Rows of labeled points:

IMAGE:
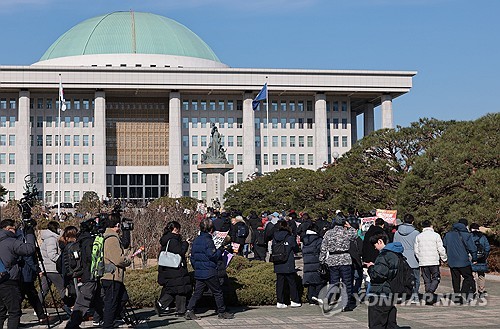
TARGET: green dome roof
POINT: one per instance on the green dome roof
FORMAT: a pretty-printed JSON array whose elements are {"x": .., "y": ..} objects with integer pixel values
[{"x": 129, "y": 33}]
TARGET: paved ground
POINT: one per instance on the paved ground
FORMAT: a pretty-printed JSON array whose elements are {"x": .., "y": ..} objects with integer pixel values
[{"x": 446, "y": 315}]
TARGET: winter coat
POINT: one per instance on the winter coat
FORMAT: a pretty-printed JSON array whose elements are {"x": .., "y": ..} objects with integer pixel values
[
  {"x": 116, "y": 255},
  {"x": 429, "y": 248},
  {"x": 310, "y": 255},
  {"x": 11, "y": 249},
  {"x": 204, "y": 257},
  {"x": 482, "y": 264},
  {"x": 50, "y": 250},
  {"x": 406, "y": 234},
  {"x": 369, "y": 252},
  {"x": 459, "y": 244},
  {"x": 335, "y": 246},
  {"x": 384, "y": 269},
  {"x": 174, "y": 280},
  {"x": 291, "y": 247}
]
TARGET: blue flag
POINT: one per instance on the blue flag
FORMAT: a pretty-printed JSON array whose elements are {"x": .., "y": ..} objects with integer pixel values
[{"x": 260, "y": 96}]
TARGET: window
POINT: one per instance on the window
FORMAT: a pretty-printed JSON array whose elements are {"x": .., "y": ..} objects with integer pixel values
[
  {"x": 301, "y": 160},
  {"x": 275, "y": 159},
  {"x": 284, "y": 159},
  {"x": 335, "y": 141},
  {"x": 310, "y": 159},
  {"x": 310, "y": 141},
  {"x": 344, "y": 141},
  {"x": 274, "y": 141}
]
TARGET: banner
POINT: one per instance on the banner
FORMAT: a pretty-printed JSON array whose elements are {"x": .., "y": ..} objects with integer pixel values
[{"x": 387, "y": 215}]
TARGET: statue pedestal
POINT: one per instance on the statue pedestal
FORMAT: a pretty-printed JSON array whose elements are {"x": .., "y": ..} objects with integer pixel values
[{"x": 216, "y": 182}]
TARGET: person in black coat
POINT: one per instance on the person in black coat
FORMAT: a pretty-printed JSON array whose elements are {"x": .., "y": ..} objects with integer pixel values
[
  {"x": 310, "y": 254},
  {"x": 286, "y": 272},
  {"x": 175, "y": 282}
]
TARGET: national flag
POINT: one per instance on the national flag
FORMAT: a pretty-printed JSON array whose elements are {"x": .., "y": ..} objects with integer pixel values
[
  {"x": 260, "y": 96},
  {"x": 62, "y": 101}
]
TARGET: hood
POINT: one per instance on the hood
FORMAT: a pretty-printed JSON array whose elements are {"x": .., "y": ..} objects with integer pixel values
[
  {"x": 394, "y": 247},
  {"x": 281, "y": 235},
  {"x": 47, "y": 234},
  {"x": 460, "y": 227},
  {"x": 310, "y": 238},
  {"x": 406, "y": 229}
]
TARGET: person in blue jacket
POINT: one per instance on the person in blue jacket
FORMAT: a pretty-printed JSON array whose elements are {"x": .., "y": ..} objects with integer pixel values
[
  {"x": 481, "y": 267},
  {"x": 204, "y": 258},
  {"x": 459, "y": 244}
]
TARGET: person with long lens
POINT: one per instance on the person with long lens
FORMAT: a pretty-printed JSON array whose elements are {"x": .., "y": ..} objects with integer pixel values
[
  {"x": 50, "y": 253},
  {"x": 11, "y": 249}
]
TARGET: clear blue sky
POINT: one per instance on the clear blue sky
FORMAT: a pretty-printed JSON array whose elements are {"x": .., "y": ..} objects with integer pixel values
[{"x": 453, "y": 44}]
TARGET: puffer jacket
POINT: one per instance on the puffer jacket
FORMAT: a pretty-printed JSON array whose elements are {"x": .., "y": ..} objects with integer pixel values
[
  {"x": 116, "y": 255},
  {"x": 459, "y": 244},
  {"x": 50, "y": 250},
  {"x": 406, "y": 234},
  {"x": 429, "y": 248},
  {"x": 335, "y": 246},
  {"x": 204, "y": 257},
  {"x": 310, "y": 255},
  {"x": 384, "y": 269}
]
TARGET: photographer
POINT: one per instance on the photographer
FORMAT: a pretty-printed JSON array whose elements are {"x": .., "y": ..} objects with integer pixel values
[
  {"x": 10, "y": 251},
  {"x": 115, "y": 260}
]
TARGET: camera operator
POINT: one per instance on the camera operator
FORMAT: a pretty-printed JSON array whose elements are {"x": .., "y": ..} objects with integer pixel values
[
  {"x": 10, "y": 250},
  {"x": 115, "y": 260},
  {"x": 90, "y": 289}
]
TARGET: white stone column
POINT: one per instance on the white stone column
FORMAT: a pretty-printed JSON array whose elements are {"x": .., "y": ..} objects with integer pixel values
[
  {"x": 369, "y": 119},
  {"x": 174, "y": 146},
  {"x": 320, "y": 130},
  {"x": 354, "y": 128},
  {"x": 99, "y": 148},
  {"x": 387, "y": 120},
  {"x": 248, "y": 136},
  {"x": 22, "y": 167}
]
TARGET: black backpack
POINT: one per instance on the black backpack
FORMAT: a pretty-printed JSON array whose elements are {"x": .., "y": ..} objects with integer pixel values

■ Aim of the exercise ■
From the line with "TARGET: black backpack" through the last line of the rows above, output every line as a JSON list of strings, one string per line, leaving out blank lines.

■ Written reply ■
[
  "TARGET: black backpack",
  "POINT: one per instance on the black backpack",
  "FORMAT: a pretty-printed JSON array whose elements are {\"x\": .., \"y\": ..} objects with integer pixel values"
]